> **Aim**:
Can you copy, word for word, the stretch from "and attached his" through "Plaintiff timely appealed." in the court ruling passage?

Plaintiff objected to the recommendation and requested leave to amend his complaint
a third time. In support, he included in his objection an “example of revised claim”
and attached his first and second amended complaints. The district court considered
Plaintiff’s objections and “revised claim” and reviewed the magistrate’s
recommendation de novo. It concluded that a third amended complaint would be
futile. It adopted the recommendation, denied Plaintiff’s request for leave to amend,
and dismissed his second amended complaint without prejudice for failure to comply
with Rule 8. Plaintiff timely appealed.
II.

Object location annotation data
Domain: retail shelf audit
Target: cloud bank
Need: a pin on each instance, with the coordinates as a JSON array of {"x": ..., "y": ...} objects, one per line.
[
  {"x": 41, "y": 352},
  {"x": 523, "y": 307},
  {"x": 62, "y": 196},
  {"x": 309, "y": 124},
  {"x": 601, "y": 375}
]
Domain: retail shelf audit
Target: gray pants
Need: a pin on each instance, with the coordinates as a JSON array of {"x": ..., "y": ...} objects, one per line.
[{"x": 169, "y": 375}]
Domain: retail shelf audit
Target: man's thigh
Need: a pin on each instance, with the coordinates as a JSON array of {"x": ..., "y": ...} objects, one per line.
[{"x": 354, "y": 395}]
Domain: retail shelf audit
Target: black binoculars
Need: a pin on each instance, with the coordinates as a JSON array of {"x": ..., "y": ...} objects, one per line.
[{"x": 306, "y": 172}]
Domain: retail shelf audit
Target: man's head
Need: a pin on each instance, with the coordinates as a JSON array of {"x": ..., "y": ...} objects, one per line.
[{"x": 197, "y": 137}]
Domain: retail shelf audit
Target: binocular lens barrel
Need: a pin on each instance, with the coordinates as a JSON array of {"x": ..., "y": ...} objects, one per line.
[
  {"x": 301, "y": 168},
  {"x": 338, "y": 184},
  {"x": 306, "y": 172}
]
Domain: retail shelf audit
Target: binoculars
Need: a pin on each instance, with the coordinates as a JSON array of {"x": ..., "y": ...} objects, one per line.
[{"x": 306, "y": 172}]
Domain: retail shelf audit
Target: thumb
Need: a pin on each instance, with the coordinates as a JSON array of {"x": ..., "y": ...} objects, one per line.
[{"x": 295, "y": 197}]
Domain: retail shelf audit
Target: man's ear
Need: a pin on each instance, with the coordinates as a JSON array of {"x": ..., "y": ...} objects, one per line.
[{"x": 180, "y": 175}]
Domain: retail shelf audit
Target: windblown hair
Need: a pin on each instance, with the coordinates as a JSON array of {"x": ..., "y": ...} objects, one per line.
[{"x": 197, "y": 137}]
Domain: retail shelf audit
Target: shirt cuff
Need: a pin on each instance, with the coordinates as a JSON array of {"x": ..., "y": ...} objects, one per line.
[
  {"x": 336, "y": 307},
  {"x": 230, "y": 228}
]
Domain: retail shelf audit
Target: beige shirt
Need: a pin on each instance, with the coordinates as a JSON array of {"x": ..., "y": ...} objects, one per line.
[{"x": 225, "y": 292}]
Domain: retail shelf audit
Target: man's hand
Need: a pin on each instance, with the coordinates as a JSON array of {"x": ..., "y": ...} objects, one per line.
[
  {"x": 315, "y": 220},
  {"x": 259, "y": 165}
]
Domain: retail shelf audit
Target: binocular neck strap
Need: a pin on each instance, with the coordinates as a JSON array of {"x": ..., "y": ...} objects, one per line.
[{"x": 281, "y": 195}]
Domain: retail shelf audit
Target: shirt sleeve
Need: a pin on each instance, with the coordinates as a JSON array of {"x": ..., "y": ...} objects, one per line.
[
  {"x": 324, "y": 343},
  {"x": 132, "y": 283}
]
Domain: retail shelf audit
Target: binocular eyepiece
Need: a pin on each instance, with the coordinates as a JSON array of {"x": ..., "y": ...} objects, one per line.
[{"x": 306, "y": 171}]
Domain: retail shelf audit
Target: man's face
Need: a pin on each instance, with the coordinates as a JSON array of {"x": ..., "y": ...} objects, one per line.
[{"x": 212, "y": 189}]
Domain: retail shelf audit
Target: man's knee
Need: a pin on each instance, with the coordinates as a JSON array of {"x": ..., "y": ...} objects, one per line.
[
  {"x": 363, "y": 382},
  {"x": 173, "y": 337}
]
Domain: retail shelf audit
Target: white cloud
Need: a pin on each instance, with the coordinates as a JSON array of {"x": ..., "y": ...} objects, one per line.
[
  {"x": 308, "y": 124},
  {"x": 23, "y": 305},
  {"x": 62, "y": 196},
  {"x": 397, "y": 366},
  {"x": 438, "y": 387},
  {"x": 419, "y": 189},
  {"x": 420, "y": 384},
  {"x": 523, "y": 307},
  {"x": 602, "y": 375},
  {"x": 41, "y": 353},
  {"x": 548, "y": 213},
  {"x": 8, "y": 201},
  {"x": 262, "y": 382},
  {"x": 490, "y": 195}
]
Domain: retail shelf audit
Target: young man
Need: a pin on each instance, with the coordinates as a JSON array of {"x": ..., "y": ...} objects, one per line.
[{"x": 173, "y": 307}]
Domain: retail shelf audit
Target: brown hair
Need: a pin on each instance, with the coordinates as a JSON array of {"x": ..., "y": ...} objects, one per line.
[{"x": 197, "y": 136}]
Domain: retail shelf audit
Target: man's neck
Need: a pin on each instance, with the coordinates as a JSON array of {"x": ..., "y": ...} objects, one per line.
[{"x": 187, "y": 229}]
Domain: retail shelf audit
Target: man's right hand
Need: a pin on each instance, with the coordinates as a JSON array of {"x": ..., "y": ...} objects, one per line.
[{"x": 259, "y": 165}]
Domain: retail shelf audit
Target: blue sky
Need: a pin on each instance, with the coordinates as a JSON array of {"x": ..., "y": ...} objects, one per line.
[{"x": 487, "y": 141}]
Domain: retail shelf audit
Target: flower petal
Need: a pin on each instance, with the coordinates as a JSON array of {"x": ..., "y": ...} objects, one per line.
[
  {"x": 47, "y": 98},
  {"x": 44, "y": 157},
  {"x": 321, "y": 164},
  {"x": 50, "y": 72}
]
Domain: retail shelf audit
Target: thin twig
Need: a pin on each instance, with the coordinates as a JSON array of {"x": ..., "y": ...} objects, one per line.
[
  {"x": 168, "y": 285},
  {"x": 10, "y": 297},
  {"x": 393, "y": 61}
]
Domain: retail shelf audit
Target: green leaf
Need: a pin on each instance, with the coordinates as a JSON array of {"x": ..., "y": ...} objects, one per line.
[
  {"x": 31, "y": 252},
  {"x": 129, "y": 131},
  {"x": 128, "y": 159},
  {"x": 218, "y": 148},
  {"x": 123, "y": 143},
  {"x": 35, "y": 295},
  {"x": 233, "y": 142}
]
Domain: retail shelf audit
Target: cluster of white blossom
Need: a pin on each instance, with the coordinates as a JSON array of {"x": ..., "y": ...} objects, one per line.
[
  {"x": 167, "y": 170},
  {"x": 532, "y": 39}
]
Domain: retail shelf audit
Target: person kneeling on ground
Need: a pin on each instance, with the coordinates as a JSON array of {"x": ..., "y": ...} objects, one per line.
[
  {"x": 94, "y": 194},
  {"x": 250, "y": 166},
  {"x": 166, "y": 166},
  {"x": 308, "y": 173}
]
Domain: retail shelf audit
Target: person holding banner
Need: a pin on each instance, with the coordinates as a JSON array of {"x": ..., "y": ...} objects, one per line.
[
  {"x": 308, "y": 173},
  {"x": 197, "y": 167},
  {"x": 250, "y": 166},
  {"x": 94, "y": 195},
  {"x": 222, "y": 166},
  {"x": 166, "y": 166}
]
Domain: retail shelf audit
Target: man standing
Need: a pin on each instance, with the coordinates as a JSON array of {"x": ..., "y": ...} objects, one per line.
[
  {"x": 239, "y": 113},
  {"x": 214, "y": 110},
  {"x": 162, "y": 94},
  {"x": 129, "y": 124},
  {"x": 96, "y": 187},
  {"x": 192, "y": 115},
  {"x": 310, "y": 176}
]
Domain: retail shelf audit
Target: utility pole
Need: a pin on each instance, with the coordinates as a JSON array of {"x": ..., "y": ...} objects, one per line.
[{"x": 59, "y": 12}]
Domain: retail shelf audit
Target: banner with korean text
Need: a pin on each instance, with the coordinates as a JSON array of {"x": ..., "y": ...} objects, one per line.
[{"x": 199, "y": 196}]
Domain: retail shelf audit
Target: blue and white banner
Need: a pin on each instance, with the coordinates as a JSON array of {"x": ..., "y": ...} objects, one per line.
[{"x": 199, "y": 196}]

> **Written solution**:
and attached his first and second amended complaints. The district court considered
Plaintiff’s objections and “revised claim” and reviewed the magistrate’s
recommendation de novo. It concluded that a third amended complaint would be
futile. It adopted the recommendation, denied Plaintiff’s request for leave to amend,
and dismissed his second amended complaint without prejudice for failure to comply
with Rule 8. Plaintiff timely appealed.